*** Opening of Text for analysis ***
Personal information
- Full name: Adis Hušidić
- Date of birth: 19 May 1987 (age 39)
- Place of birth: Zagrad, SR Bosnia and Herzegovina, Yugoslavia
- Height: 6 ft 1 in (1.85 m)
- Position: Midfielder

College career
- Years: Team / Apps / (Gls)
- 2006–2008: UIC Flames

Senior career*
- Years: Team / Apps / (Gls)
- 2009–2011: Chicago Fire / 50 / (5)
- 2012–2013: Hammarby IF / 41 / (1)
- 2014–2018: LA Galaxy / 104 / (9)
- 2015: → LA Galaxy II (loan) / 2 / (0)
- Total:  / 197 / (15)

International career
- 2016: Bosnia and Herzegovina / 1 / (0)

Managerial career
- 2019–2021: Saint Mary's Gaels (assistant)
- 2021–2023: San Francisco Dons (assistant)
- 2023–2024: Puerto Rico (assistant)
- 2025: St. Louis City 2 (assistant)
- 2025–: St. Louis City SC (assistant)
*** Close of Text for analysis ***
Task: Reproduce the Adis Hušidić profile from "College career" up to and including "Galaxy / 104 / (9)", substituting "Club" for "Team". The records below aren't needed.
*** Opening of Supplied entries ***
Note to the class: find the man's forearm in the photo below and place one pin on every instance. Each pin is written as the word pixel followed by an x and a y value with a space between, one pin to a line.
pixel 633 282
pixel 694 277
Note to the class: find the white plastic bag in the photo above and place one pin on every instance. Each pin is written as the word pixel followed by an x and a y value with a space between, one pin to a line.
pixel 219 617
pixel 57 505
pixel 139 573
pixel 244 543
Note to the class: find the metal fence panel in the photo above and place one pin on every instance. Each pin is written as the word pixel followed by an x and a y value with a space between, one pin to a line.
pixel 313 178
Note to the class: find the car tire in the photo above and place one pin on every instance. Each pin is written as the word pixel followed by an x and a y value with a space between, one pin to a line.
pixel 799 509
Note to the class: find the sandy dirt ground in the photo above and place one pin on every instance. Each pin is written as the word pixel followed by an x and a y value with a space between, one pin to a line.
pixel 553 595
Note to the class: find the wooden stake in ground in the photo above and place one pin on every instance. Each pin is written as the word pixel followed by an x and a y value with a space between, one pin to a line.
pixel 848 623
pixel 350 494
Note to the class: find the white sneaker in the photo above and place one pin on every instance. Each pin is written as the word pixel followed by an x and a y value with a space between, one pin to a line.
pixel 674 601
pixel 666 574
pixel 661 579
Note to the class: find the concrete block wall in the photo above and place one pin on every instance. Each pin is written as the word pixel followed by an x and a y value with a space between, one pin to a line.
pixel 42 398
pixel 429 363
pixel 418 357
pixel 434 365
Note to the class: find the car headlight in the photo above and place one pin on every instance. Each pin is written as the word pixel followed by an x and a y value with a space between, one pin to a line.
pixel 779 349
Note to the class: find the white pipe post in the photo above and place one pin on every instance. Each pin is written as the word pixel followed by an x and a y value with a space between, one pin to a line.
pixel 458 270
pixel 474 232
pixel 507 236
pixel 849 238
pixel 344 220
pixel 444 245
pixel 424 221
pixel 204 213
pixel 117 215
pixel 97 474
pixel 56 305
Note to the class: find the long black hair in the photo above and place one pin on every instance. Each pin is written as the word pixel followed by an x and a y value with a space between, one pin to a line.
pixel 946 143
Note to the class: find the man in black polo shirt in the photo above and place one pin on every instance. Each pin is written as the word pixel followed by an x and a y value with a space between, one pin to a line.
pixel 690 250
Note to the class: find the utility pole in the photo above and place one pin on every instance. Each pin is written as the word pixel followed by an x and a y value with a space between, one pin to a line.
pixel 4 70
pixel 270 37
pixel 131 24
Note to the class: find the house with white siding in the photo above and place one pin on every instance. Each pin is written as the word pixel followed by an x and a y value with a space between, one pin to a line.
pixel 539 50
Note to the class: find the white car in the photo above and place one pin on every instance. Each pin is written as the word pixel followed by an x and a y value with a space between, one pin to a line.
*** Close of Supplied entries ***
Task response:
College career
- Years: Club / Apps / (Gls)
- 2006–2008: UIC Flames

Senior career*
- Years: Club / Apps / (Gls)
- 2009–2011: Chicago Fire / 50 / (5)
- 2012–2013: Hammarby IF / 41 / (1)
- 2014–2018: LA Galaxy / 104 / (9)